# Work to complete
a – Say whether each statement agrees with the photo licensing text: (i) in photo licensing, the auction goes one way; (ii) the photographer has to accept the bid; (iii) the "buy" icon would lead back to the hosting site. For each, answer yes or no and quote the deciding words of the photo licensing text.
b – Please transcribe the lines of the listing, starting at the line that contains "For every instance of the white sleeve, the" and ending at the last line of the listing, both ends included.
━━━ Text segment ━━━
Search technology has matured to a point where it's easy to find the good stuff first, despite everyone's attempt at getting their website higher in the results page. This isn't true with photos, but if online licensing ever takes hold on social-networking sites (or even general search engines), then you can be sure that such a ranking system will evolve. The mere presence of money demands it.
And whoever does it best will transform from a web-sharing site, to a hub of a world-wide photo distribution system.

So, let's examine what this would look like.

It's already possible (using AJAX and tools made available by flickr) to host flickr-based photos on your personal website. It's as easy as, say, creating a google adsense account, or a yahoo publisher account and hosting ads on your site. The next obvious step for flickr and others is to use exactly the same existing tools that users already use to put photos on their sites, to also display "buy" icon next to those photos. This icon would go back to the hosting site where the buyer would have the chance to license the image for a given use. The price would be based on the results of the auction system, which will have been established by this point.

The attraction for doing this is actually more compelling than advertising, albeit for different reasons (and with different revenue structures). Unlike an "advertisement," which is not "content," photography is. What's more, it's content with value. If a newspaper wants to run a story on a fire downtown, the story isn't better because it has ads for fire extinguishers. The story is better because there are photos of the buildings being burned. If the paper can do a quick search for photos of that building (which is very likely when there is an infinite supply of images), there's a quick, immediate sale. What's the price? Depends on how the auction plays out. In ads, the auction goes one way. In photo licensing, the auction goes two ways. The photographer has to accept the bid. The more unique the photo is, and the more difficult it is to obtain, the auction system will rate it higher. If not, the auction goes to the next photo in line. The supply and demand kicks in, along with the buyer's perception of need for higher or lower quality photos. The real economics of photo pricing will kick in, and people will have far more incentive to participate in that model, than in lesser-performing ones.

For anyone that would want to monetize their images, this model enables them to have their images splashed on as many places as possible. Hence, photo searchers would be able to find and source images from more sites around the net. The underlying middleman is less important, much like how users who click on ads and end up on websites to buy a product without even caring that Google hosted the ad.

It's even possible that some people would make websites that do nothing more than present images FOR SALE. Suddenly, anyone can be a photo licensing agency.

The publisher (licensee) of the image has even more incentive to license it than just to enhance his website's content: he also becomes a publisher with potential income. Just as a website shares in revenue when an ad is clicked, the same publisher (website owner) should share in revenue when a photo he displays is bought or licensed by someone else on his site. (Even more incentive not to steal.)

Users from either inside the photo-sharing site or outside interact with those photos, and their input is aggregated into the same user base, establishing one of many variables for what will be used for pricing purposes (auction).
━━━ Dataset extract ━━━
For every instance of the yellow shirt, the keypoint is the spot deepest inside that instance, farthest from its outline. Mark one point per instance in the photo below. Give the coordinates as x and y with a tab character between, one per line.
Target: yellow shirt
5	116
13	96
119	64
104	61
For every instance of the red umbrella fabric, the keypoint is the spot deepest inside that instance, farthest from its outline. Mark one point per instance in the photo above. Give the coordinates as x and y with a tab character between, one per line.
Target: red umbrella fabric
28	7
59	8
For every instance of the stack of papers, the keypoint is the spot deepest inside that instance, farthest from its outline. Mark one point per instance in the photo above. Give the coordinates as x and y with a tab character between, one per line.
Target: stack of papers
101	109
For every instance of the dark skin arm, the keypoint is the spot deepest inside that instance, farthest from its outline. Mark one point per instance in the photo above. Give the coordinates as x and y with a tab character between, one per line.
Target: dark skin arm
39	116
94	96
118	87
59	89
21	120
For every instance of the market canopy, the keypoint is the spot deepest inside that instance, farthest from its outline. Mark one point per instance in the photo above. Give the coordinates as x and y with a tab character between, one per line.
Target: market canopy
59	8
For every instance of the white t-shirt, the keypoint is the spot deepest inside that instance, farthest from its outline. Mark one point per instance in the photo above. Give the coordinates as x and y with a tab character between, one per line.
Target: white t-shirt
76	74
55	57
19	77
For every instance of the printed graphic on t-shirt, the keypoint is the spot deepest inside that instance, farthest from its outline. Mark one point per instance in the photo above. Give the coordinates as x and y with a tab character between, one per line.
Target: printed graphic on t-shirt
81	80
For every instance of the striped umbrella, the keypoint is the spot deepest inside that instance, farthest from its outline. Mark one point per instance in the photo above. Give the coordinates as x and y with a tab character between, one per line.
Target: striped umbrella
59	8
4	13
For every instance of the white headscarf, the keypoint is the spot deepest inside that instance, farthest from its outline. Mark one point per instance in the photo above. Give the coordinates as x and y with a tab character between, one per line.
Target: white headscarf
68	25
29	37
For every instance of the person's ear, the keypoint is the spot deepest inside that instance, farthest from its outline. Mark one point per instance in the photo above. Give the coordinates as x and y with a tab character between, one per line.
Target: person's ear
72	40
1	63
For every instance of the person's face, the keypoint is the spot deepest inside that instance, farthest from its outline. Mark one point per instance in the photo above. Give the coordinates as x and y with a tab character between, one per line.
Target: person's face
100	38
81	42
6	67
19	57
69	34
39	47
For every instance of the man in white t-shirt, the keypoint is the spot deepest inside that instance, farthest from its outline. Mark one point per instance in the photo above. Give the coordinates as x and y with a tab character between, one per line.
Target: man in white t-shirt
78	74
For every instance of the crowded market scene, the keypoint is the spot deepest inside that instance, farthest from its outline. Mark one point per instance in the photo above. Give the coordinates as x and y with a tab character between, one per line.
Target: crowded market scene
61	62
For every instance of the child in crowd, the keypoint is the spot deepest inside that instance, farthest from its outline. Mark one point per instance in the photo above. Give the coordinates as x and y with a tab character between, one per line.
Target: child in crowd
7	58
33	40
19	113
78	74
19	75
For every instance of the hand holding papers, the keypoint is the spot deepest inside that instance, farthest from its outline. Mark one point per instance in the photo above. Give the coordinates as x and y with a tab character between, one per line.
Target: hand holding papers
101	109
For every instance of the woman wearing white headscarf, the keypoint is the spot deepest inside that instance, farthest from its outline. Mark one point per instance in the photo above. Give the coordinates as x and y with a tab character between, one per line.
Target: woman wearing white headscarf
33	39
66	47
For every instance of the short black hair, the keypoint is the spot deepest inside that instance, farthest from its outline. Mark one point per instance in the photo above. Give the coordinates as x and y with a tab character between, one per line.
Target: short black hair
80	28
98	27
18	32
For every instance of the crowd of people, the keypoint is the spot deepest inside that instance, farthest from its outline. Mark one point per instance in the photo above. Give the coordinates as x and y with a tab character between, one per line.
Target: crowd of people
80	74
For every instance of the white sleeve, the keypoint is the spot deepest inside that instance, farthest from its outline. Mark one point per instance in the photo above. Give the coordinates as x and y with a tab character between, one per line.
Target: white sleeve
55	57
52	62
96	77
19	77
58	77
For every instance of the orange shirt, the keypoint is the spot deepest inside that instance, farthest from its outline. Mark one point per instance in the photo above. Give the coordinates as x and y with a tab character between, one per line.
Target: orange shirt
━━━
# Answers for the exercise
a –
(i) No: "In ads, the auction goes one way. In photo licensing, the auction goes two ways."
(ii) Yes: "The photographer has to accept the bid."
(iii) Yes: "This icon would go back to the hosting site where the buyer would have the chance to license the image for a given use."

b –
For every instance of the white sleeve, the keypoint is the spot deepest inside that instance, farthest from its outline. Mark one point per instance in the photo above. Give the coordinates as x and y with a tab character between, one per line.
Target: white sleeve
55	57
52	62
96	77
19	77
58	77
For every instance of the orange shirt, the keypoint is the spot deepest inside that instance, farthest from its outline. Mark one point per instance in the photo above. Give the coordinates as x and y with a tab character between, one per line.
Target: orange shirt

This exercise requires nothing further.